**Instructions for the task**: Please render the listing below as a Markdown table with the columns Row and Listing line, beginning with the line that contains "woman's face, and" and continuing through the final line of the listing. Number each row, leave out blank lines, and include no other lines.
/---
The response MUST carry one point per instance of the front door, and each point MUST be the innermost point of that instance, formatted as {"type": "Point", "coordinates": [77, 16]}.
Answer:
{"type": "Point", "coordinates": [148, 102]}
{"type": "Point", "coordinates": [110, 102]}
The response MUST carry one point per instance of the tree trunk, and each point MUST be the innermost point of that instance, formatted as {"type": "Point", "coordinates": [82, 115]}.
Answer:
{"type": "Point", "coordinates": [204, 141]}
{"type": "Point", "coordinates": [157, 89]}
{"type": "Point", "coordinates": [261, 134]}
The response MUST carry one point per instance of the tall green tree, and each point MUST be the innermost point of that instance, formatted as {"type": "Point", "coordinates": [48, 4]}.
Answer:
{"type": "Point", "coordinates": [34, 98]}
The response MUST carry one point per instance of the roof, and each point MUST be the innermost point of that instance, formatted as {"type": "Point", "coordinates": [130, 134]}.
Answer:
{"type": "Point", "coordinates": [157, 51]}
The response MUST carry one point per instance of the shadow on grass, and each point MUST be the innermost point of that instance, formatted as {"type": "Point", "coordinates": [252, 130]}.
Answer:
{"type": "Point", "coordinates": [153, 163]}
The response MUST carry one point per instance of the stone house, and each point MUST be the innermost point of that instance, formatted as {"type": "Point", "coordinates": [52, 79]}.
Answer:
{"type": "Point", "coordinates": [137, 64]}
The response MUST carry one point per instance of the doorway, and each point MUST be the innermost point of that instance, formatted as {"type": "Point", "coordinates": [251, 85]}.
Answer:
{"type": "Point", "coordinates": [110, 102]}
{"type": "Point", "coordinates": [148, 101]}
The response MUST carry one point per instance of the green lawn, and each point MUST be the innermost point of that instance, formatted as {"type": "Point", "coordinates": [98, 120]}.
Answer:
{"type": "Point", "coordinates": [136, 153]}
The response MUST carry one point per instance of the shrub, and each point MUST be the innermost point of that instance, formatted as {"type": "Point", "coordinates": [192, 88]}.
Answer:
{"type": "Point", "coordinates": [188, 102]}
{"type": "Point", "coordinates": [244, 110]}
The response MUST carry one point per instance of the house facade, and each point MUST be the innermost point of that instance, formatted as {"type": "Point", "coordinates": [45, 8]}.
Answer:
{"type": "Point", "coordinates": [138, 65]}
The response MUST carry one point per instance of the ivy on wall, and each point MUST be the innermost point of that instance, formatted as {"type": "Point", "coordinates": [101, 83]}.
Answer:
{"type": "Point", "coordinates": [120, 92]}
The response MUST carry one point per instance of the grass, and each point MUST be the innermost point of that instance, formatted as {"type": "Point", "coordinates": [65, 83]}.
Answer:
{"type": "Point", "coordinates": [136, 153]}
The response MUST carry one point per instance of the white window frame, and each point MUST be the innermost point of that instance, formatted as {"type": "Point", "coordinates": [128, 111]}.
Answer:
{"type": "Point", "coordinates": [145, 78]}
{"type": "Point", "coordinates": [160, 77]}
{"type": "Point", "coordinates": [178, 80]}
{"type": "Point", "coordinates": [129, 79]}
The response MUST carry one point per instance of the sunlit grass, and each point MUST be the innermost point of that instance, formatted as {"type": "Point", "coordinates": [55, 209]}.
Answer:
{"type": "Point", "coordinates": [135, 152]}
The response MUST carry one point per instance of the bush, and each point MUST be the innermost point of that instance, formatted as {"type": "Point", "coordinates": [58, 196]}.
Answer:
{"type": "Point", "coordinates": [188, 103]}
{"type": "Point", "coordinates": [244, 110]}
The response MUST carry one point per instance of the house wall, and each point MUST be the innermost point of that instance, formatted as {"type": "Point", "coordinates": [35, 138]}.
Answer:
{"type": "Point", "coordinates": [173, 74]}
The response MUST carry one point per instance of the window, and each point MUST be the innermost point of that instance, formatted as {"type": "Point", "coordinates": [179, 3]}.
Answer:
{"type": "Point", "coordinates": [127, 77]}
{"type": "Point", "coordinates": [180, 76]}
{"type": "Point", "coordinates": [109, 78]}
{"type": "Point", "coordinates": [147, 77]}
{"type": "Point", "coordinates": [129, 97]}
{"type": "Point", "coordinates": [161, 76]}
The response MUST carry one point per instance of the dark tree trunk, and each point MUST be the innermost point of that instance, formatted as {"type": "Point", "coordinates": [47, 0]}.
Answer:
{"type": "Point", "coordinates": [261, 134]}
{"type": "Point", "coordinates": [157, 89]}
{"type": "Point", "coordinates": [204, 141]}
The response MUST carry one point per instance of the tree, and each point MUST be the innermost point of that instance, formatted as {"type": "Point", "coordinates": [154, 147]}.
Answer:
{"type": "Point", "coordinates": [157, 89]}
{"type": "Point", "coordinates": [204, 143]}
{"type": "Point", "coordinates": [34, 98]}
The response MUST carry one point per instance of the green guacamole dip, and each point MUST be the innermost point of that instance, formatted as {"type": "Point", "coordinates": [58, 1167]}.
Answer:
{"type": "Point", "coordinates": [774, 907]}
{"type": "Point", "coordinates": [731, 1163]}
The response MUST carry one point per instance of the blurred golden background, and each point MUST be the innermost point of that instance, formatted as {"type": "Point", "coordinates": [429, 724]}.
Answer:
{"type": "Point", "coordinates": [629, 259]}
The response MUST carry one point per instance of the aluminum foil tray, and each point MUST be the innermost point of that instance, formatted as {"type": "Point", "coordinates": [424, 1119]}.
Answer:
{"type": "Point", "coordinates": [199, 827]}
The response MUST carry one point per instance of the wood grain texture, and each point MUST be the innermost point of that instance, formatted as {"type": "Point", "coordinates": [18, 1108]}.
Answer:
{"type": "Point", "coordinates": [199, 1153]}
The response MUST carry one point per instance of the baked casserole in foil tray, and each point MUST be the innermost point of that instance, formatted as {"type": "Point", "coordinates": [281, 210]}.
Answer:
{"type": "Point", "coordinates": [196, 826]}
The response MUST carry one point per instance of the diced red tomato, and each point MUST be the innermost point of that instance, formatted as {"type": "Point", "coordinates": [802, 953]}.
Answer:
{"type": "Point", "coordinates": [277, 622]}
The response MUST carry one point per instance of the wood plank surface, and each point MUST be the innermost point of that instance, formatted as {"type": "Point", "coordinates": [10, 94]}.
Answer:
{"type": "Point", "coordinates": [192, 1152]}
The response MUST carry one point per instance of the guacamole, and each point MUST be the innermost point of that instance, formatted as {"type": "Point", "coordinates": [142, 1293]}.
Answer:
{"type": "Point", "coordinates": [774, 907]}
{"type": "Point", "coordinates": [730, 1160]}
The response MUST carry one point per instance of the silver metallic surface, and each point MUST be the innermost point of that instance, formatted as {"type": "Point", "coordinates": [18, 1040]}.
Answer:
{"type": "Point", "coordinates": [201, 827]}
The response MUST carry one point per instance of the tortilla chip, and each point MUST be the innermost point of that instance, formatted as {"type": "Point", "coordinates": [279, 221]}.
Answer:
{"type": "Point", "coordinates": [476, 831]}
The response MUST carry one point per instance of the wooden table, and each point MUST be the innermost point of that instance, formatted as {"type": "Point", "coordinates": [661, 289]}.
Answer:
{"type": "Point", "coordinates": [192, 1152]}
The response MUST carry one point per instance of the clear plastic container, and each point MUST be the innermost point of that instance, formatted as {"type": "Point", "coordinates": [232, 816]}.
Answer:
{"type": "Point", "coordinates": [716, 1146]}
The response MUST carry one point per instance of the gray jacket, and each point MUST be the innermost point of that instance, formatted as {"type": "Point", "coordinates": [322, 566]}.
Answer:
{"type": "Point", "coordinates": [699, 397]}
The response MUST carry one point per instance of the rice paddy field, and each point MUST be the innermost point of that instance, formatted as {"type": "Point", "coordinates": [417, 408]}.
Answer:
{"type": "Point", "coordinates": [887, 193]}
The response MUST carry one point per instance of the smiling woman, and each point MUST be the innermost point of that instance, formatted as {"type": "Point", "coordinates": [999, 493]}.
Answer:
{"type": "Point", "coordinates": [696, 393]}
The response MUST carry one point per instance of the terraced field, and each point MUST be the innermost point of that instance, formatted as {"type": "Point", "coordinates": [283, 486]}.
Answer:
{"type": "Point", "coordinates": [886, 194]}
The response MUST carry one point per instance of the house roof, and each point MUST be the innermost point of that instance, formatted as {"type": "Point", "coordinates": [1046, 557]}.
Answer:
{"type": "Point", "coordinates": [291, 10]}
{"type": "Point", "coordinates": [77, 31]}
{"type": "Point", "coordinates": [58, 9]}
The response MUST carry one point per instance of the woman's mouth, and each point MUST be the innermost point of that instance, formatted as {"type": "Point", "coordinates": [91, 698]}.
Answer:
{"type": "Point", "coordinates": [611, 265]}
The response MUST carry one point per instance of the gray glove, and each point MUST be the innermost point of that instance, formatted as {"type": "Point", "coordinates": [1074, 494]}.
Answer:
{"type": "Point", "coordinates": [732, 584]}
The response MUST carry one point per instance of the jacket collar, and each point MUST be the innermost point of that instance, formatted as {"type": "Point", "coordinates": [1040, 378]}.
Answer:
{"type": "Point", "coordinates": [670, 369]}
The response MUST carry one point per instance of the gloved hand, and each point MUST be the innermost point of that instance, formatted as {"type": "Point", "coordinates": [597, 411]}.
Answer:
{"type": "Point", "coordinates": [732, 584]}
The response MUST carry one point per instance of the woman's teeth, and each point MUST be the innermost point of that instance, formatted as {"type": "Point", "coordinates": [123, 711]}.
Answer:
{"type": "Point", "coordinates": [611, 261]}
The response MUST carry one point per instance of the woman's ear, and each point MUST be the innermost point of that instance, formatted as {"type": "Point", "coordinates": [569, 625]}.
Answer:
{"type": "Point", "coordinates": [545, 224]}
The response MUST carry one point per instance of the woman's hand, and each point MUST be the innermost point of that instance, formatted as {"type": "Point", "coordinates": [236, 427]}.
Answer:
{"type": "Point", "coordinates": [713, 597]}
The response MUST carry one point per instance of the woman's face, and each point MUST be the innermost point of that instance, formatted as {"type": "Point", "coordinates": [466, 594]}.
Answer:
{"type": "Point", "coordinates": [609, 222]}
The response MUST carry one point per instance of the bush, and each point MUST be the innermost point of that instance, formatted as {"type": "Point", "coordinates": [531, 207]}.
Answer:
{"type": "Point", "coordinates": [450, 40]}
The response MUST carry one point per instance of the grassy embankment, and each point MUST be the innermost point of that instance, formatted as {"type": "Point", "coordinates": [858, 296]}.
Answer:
\---
**Answer in full**:
| Row | Listing line |
|---|---|
| 1 | The response MUST carry one point per instance of the woman's face, and each point MUST be the innermost point of that instance, formatted as {"type": "Point", "coordinates": [466, 594]}. |
| 2 | Answer: |
| 3 | {"type": "Point", "coordinates": [609, 222]} |
| 4 | The response MUST carry one point per instance of the bush, and each point MUST be the innermost point of that instance, formatted as {"type": "Point", "coordinates": [531, 207]}. |
| 5 | Answer: |
| 6 | {"type": "Point", "coordinates": [450, 40]} |
| 7 | The response MUST carry one point per instance of the grassy embankment, and each point MUST be the innermost point of that instance, formatted as {"type": "Point", "coordinates": [858, 296]}. |
| 8 | Answer: |